### Problem to solve
Please output only the lines that run from the line containing "the wooden fence" through the end of the material below, exactly.

——————————

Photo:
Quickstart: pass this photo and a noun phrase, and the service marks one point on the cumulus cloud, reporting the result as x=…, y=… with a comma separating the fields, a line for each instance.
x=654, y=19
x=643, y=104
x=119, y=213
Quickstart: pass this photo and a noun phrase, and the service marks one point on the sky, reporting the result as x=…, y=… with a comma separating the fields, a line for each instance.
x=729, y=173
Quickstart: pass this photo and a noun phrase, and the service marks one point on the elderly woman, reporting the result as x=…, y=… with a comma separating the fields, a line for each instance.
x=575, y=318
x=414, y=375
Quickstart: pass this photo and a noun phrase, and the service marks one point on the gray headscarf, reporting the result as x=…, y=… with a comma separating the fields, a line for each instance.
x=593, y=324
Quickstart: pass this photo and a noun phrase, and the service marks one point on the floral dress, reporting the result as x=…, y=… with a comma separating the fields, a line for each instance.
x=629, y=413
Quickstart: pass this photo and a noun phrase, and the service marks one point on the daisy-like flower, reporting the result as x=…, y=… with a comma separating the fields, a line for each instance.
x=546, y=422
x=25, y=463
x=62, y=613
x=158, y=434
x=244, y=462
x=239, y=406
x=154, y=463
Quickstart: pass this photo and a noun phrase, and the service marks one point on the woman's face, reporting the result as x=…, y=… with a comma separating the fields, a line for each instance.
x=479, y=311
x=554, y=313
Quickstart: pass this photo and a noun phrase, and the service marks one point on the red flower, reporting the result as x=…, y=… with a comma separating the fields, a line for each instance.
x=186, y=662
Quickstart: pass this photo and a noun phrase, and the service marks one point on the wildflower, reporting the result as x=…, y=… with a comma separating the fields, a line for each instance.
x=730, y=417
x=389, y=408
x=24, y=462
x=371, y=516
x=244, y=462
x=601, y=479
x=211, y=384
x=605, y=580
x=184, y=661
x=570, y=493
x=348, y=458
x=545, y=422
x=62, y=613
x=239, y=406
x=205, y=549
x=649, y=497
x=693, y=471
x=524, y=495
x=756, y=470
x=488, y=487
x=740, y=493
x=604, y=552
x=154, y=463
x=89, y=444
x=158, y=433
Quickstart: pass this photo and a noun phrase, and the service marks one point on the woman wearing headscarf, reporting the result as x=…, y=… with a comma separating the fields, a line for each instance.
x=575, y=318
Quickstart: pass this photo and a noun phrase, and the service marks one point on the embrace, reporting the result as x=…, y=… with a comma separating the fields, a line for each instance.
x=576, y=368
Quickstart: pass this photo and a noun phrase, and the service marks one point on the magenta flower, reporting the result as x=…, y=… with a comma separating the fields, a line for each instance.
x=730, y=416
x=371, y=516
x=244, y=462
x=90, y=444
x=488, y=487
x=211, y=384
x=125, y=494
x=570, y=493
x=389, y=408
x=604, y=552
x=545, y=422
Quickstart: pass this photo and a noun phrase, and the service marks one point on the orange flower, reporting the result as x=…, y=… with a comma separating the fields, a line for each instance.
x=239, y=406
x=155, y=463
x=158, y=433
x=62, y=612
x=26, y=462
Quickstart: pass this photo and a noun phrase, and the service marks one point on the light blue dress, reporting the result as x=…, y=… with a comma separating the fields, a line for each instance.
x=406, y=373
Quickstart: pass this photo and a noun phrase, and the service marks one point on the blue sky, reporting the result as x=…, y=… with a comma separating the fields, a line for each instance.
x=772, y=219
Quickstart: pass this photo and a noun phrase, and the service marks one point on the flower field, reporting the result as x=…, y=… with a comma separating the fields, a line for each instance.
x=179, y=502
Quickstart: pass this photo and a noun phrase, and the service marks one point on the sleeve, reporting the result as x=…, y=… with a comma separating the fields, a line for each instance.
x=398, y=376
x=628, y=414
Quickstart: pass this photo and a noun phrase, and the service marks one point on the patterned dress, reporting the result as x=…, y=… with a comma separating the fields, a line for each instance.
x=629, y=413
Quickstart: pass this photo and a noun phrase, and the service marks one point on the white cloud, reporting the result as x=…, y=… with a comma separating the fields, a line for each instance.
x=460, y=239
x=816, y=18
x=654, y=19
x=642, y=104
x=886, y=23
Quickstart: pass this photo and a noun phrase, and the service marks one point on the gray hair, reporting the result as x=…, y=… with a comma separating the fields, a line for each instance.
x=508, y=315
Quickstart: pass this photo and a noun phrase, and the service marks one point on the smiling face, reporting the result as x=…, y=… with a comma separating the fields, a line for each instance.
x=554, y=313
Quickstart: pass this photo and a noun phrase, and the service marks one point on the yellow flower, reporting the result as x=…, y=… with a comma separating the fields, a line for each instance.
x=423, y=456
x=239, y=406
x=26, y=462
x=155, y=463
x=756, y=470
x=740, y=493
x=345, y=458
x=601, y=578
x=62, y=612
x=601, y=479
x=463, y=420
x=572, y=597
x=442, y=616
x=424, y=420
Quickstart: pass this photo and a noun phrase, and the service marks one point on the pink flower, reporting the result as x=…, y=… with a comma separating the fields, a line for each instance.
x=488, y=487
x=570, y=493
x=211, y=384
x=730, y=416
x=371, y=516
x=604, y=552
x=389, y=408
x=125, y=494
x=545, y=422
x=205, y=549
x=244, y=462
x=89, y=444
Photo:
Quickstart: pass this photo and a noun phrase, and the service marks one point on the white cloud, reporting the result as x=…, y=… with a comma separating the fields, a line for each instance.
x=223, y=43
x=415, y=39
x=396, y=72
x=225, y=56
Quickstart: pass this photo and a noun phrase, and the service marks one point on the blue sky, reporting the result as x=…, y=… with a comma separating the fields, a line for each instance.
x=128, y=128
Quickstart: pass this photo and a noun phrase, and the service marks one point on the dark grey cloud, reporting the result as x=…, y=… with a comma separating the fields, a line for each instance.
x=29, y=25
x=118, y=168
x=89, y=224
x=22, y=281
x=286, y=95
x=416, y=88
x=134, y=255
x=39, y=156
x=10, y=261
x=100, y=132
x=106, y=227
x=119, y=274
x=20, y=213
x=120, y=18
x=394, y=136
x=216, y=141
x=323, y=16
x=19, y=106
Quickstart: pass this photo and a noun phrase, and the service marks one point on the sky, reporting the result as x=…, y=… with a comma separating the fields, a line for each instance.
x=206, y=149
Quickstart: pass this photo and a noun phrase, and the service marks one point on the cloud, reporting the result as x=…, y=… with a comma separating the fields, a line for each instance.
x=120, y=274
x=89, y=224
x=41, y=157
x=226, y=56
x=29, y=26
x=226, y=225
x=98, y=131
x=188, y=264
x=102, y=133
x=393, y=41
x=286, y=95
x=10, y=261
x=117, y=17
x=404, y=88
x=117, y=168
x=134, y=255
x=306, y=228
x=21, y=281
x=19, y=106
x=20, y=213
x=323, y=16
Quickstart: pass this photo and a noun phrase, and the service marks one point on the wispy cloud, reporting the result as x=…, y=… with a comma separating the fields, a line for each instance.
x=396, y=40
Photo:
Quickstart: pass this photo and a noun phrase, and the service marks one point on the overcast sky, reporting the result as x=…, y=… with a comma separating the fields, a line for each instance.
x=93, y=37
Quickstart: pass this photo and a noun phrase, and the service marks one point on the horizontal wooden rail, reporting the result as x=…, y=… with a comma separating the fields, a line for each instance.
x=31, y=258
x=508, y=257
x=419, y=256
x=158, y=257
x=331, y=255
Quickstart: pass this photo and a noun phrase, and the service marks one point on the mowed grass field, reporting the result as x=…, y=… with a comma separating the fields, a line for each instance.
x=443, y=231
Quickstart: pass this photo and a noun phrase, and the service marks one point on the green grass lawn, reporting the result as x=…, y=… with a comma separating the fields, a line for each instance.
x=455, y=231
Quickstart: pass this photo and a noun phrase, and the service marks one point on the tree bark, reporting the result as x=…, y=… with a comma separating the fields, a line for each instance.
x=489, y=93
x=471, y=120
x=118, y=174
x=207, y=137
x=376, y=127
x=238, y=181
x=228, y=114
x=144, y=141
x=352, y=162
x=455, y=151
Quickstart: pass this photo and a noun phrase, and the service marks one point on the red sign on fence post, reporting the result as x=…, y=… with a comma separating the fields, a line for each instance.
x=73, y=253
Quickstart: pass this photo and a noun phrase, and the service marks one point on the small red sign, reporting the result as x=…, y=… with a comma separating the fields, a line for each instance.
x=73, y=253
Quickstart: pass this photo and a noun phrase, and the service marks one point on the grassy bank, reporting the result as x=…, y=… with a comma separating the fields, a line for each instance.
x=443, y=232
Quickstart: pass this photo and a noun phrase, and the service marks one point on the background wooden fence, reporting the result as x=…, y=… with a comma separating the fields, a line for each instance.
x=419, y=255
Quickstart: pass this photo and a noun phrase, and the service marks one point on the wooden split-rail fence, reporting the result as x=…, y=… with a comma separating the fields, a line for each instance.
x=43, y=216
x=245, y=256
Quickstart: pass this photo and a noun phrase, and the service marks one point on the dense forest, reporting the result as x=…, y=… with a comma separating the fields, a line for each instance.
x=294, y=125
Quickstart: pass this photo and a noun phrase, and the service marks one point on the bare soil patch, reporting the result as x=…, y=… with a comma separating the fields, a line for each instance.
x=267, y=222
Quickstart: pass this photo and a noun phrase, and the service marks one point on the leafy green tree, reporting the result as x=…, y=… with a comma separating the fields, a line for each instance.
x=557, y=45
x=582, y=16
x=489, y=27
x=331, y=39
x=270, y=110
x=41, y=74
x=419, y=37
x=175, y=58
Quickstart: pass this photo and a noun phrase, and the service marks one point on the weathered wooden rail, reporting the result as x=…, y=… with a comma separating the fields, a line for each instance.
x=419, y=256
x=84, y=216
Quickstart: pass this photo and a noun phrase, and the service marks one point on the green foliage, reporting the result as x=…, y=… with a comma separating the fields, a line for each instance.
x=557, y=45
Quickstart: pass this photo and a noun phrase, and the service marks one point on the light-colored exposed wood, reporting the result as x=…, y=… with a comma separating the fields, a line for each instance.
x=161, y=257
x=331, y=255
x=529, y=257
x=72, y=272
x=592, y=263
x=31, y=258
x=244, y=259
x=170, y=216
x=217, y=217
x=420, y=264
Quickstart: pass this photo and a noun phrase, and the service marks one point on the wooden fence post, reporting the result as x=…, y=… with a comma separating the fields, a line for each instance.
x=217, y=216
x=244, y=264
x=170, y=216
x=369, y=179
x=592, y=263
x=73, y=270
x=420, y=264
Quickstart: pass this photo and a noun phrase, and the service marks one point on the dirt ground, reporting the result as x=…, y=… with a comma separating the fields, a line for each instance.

——————————

### Complete response
Quickstart: pass this photo and a noun phrase, and the service marks one point on the wooden fence post, reporting the result as x=…, y=… with a comma separating the fields, a line for each instance.
x=217, y=216
x=244, y=264
x=170, y=216
x=369, y=179
x=592, y=263
x=73, y=270
x=420, y=264
Quickstart: pass this photo and a noun phrase, and the service marks one point on the dirt ground, reporting the result as x=…, y=… with a comma separating the fields, a line for each instance.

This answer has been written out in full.